Start of Extracted data

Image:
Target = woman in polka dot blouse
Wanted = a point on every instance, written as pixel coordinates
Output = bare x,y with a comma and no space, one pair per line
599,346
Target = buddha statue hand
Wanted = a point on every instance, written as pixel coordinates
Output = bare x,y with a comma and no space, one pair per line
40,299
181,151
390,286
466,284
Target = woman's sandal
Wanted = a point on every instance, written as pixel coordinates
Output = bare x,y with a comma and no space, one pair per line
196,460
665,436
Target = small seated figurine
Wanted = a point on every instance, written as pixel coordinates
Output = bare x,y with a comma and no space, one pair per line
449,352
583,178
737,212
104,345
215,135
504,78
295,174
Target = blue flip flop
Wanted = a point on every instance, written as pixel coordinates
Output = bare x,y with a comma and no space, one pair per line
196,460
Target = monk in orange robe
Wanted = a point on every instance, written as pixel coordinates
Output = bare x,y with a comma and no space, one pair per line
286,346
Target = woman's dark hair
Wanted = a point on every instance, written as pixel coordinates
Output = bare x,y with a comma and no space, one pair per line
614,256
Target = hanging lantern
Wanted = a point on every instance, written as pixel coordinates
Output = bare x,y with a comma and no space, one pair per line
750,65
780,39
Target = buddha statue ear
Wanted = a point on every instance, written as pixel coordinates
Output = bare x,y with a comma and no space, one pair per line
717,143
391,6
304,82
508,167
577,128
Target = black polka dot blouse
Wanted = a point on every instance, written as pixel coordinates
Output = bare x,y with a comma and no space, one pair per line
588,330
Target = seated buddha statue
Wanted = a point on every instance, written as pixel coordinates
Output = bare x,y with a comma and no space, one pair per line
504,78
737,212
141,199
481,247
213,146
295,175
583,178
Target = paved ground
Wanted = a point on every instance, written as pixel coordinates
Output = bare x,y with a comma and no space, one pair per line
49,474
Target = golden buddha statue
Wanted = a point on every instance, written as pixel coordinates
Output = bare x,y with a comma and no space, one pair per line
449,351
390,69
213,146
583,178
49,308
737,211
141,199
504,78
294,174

End of Extracted data

## Set task
Rewrite the material above as a JSON list of strings, with one string for each line and no blank lines.

## Reply to the task
[
  "Image:",
  "Target = woman in polka dot blouse",
  "Wanted = a point on every instance, written as pixel coordinates",
  "Output = bare x,y with a comma and no space, one pair per line",
  "599,346",
  "Target = buddha statue hand",
  "Wanted = a point on every instance, written as pixel coordinates",
  "Output = bare x,y with a comma and no space, one pair per line",
  "40,299",
  "181,151",
  "390,286",
  "466,284",
  "Target = woman's sandal",
  "Wanted = a point on every instance, written as pixel coordinates",
  "Output = bare x,y with a comma and no space, one pair per line",
  "196,460",
  "665,436",
  "Target = small seated figurine",
  "Wanted = a point on every instance, written as pixel coordinates",
  "Output = bare x,y with a comma and no space, one pair per line",
  "449,352",
  "583,178",
  "737,212",
  "104,345",
  "215,135",
  "504,78",
  "295,174",
  "Target = blue flip flop",
  "Wanted = a point on every instance, written as pixel coordinates",
  "Output = bare x,y with a comma and no space, one pair per line",
  "196,460",
  "Target = monk in orange robe",
  "Wanted = a point on every instance, written as pixel coordinates",
  "Output = bare x,y with a comma and no space, one pair per line",
  "286,346",
  "Target = woman's dark hair",
  "Wanted = a point on every instance, written as pixel coordinates",
  "Output = bare x,y with a comma and no space, one pair per line",
  "614,256",
  "Target = hanging lantern",
  "Wanted = a point on every instance, written as pixel coordinates",
  "Output = bare x,y with a comma and no space, one pair per line",
  "750,65",
  "780,39",
  "Target = buddha statue ear",
  "Wanted = a point on every instance, written as pixel coordinates",
  "Output = bare x,y with a comma and no space, one pair per line",
  "717,143",
  "391,6",
  "304,82",
  "508,167",
  "577,128",
  "Target = black polka dot blouse",
  "Wanted = a point on every instance, written as pixel coordinates",
  "Output = bare x,y with a comma and no space, one pair per line",
  "588,330",
  "Target = seated buddha statue",
  "Wanted = a point on every instance, written as pixel coordinates",
  "Output = bare x,y with a comma and no space, one pair per line",
  "504,78",
  "737,212",
  "141,199",
  "481,247",
  "213,146",
  "295,175",
  "583,178",
  "Target = paved ground",
  "Wanted = a point on every instance, written as pixel coordinates",
  "Output = bare x,y with a comma and no space, one pair per line",
  "49,474",
  "Target = golden buddha statue",
  "Wanted = a point on every instance, written as pixel coordinates",
  "Output = bare x,y with a comma and no space, one pair per line",
  "449,351",
  "390,69",
  "213,146",
  "583,178",
  "49,308",
  "737,211",
  "141,199",
  "504,78",
  "294,174"
]